■ 指示 1
次の洋上風力についての提示文から、「洋上風力については、着床式と」から「格の改善で対応すべきである。」まで(両端を含む)をそのまま書き写すこと。

■ 提示文
洋上風力については、着床式と浮体式に分けられて、着床式について2020年度の買取価格の設定が定められず、将来の一般海域での洋上風車の入札を視野に入れていることは、本来、大きな導入ポテンシャル(着床式で9,100万kW、JWPA調べ[9])を持つ洋上風力に対して高い目標を持たずにFIT制度を運用しているためと考えられる。洋上風力については、積極的に導入を進めるためにも陸上風力と共に高い目標を掲げて、稚拙な「入札制度」ではなく、むしろFIT制度の買取価格の改善で対応すべきである。

データレコード
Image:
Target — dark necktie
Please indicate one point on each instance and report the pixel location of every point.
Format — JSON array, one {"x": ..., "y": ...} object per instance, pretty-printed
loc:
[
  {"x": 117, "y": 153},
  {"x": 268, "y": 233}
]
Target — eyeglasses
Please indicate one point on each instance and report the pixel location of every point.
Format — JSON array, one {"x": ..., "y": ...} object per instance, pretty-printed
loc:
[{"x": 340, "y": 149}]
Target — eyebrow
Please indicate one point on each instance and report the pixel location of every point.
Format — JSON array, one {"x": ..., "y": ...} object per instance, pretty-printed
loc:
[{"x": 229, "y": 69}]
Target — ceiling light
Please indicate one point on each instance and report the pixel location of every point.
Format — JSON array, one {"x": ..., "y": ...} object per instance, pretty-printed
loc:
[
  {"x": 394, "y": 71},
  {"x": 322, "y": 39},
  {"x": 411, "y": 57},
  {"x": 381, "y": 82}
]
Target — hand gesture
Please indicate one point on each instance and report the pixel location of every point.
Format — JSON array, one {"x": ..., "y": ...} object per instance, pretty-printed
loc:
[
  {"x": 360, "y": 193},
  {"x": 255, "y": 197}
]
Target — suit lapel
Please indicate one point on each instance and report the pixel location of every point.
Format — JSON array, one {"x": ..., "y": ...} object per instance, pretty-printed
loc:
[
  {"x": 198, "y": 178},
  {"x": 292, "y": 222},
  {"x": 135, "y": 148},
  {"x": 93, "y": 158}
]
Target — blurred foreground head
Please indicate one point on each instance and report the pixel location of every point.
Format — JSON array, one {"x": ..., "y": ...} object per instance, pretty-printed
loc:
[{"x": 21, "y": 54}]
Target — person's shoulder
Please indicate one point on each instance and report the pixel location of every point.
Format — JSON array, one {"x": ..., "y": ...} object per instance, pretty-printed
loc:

■ 指示 2
上のデータ行のうち、「Target — ceiling light」を含む行からデータ行の最後までを、指示の文も含めて改めて書き、答えにある座標の数値すべてに-54を加えること。出力はこの範囲の行だけとする。

■ 回答全文 1
洋上風力については、着床式と浮体式に分けられて、着床式について2020年度の買取価格の設定が定められず、将来の一般海域での洋上風車の入札を視野に入れていることは、本来、大きな導入ポテンシャル(着床式で9,100万kW、JWPA調べ[9])を持つ洋上風力に対して高い目標を持たずにFIT制度を運用しているためと考えられる。洋上風力については、積極的に導入を進めるためにも陸上風力と共に高い目標を掲げて、稚拙な「入札制度」ではなく、むしろFIT制度の買取価格の改善で対応すべきである。

■ 回答全文 2
Target — ceiling light
Please indicate one point on each instance and report the pixel location of every point.
Format — JSON array, one {"x": ..., "y": ...} object per instance, pretty-printed
loc:
[
  {"x": 340, "y": 17},
  {"x": 268, "y": -15},
  {"x": 357, "y": 3},
  {"x": 327, "y": 28}
]
Target — hand gesture
Please indicate one point on each instance and report the pixel location of every point.
Format — JSON array, one {"x": ..., "y": ...} object per instance, pretty-printed
loc:
[
  {"x": 306, "y": 139},
  {"x": 201, "y": 143}
]
Target — suit lapel
Please indicate one point on each instance and report the pixel location of every point.
Format — JSON array, one {"x": ..., "y": ...} object per instance, pretty-printed
loc:
[
  {"x": 144, "y": 124},
  {"x": 238, "y": 168},
  {"x": 81, "y": 94},
  {"x": 39, "y": 104}
]
Target — blurred foreground head
Please indicate one point on each instance and report the pixel location of every point.
Format — JSON array, one {"x": ..., "y": ...} object per instance, pretty-printed
loc:
[{"x": -33, "y": 0}]
Target — person's shoulder
Please indicate one point on each instance and report the pixel location of every point.
Format — JSON array, one {"x": ..., "y": ...} object per instance, pretty-printed
loc:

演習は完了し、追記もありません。